# Exercise goal
Update the data below so that every "innermost point" reads "central point", and keep all other text unchanged.

# Listed entries
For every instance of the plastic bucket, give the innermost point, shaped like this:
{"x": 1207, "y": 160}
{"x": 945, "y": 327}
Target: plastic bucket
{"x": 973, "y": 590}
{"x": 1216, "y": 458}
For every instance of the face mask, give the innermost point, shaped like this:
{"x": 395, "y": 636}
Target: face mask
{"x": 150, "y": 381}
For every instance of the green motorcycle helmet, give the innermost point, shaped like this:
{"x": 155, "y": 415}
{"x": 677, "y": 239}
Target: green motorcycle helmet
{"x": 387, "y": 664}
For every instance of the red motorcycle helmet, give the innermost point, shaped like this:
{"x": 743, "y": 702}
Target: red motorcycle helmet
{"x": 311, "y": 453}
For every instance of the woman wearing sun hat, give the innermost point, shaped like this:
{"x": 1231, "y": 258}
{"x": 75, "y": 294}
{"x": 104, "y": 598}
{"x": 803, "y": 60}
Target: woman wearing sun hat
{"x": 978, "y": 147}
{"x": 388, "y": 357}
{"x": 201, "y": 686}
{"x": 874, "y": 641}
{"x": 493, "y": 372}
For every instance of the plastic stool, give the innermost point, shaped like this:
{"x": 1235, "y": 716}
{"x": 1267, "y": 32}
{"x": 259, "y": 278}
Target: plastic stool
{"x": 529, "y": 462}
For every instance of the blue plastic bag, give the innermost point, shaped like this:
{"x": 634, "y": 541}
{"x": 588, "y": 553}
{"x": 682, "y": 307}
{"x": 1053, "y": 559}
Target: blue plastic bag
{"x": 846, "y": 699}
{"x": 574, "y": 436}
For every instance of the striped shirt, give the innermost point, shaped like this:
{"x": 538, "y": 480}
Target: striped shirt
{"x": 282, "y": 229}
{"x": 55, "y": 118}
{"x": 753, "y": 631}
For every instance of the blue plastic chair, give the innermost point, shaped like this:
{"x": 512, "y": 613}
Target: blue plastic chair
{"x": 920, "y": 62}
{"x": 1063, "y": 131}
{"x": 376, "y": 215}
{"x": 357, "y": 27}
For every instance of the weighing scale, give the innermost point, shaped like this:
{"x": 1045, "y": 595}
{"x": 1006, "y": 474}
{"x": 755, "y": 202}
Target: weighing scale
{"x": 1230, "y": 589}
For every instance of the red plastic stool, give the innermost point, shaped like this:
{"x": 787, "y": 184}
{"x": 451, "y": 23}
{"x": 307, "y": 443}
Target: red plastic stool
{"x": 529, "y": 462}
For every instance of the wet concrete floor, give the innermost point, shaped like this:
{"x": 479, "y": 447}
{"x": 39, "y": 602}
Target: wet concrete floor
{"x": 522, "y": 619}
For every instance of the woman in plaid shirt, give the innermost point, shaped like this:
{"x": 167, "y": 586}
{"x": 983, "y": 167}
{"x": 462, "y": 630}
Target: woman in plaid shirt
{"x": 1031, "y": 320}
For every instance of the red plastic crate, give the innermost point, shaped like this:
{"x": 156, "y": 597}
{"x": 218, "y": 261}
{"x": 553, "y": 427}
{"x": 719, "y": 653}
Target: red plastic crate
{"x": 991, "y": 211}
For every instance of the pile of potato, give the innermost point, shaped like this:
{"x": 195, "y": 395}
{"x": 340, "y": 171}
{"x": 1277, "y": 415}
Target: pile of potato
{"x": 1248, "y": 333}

# Problem solution
For every instance of the plastic bucket, give the central point, shaped like this:
{"x": 1207, "y": 160}
{"x": 945, "y": 327}
Target: plastic bucket
{"x": 973, "y": 590}
{"x": 1216, "y": 458}
For every instance of the face mask, give the central point, shaped like this:
{"x": 395, "y": 636}
Target: face mask
{"x": 150, "y": 381}
For every instance of the green motorcycle helmet, give the central point, shaped like this:
{"x": 155, "y": 415}
{"x": 677, "y": 239}
Target: green motorcycle helmet
{"x": 387, "y": 664}
For every instance of the red motorcycle helmet, give the central point, shaped like this:
{"x": 743, "y": 702}
Target: red motorcycle helmet
{"x": 311, "y": 453}
For every instance of the woman wearing sun hat, give the central point, shaped like this:
{"x": 1231, "y": 258}
{"x": 75, "y": 294}
{"x": 104, "y": 598}
{"x": 803, "y": 60}
Target: woman wearing sun hat
{"x": 978, "y": 147}
{"x": 388, "y": 357}
{"x": 201, "y": 686}
{"x": 874, "y": 641}
{"x": 493, "y": 372}
For every instance of the plastic stool, give the central point, shaped like this:
{"x": 1235, "y": 716}
{"x": 1267, "y": 32}
{"x": 259, "y": 278}
Target: plastic stool
{"x": 529, "y": 462}
For every instance of the blue plastic bag, give the central point, shaped like this:
{"x": 634, "y": 541}
{"x": 588, "y": 553}
{"x": 682, "y": 307}
{"x": 1053, "y": 559}
Target: blue plastic bag
{"x": 846, "y": 699}
{"x": 574, "y": 436}
For every instance of the striped shirt, give the central point, shaped like this:
{"x": 538, "y": 480}
Target: striped shirt
{"x": 282, "y": 229}
{"x": 55, "y": 118}
{"x": 753, "y": 631}
For every instance of the blue plastic chair, give the central point, shaped like this:
{"x": 512, "y": 613}
Target: blue plastic chair
{"x": 920, "y": 62}
{"x": 1063, "y": 131}
{"x": 376, "y": 215}
{"x": 357, "y": 27}
For every instance of the weighing scale, give the central point, shaped like this:
{"x": 1045, "y": 595}
{"x": 1006, "y": 474}
{"x": 755, "y": 202}
Target: weighing scale
{"x": 1230, "y": 589}
For every instance of the red plastic stool, give the central point, shaped like this:
{"x": 787, "y": 184}
{"x": 451, "y": 23}
{"x": 307, "y": 443}
Target: red plastic stool
{"x": 529, "y": 462}
For every instance of the wet concrete floor, give the central point, shaped like this:
{"x": 479, "y": 447}
{"x": 39, "y": 602}
Target: wet concrete floor
{"x": 522, "y": 619}
For every instance of the woman in plaid shirt, give the central point, shaped like this:
{"x": 167, "y": 586}
{"x": 983, "y": 167}
{"x": 462, "y": 630}
Target: woman in plaid shirt
{"x": 1031, "y": 320}
For every instance of the red plastic crate, give the central point, shaped like this:
{"x": 156, "y": 597}
{"x": 218, "y": 261}
{"x": 553, "y": 427}
{"x": 719, "y": 653}
Target: red plastic crate
{"x": 991, "y": 211}
For every instance of the pile of potato, give the central point, shaped like this:
{"x": 195, "y": 395}
{"x": 340, "y": 171}
{"x": 1277, "y": 415}
Target: pile of potato
{"x": 1248, "y": 333}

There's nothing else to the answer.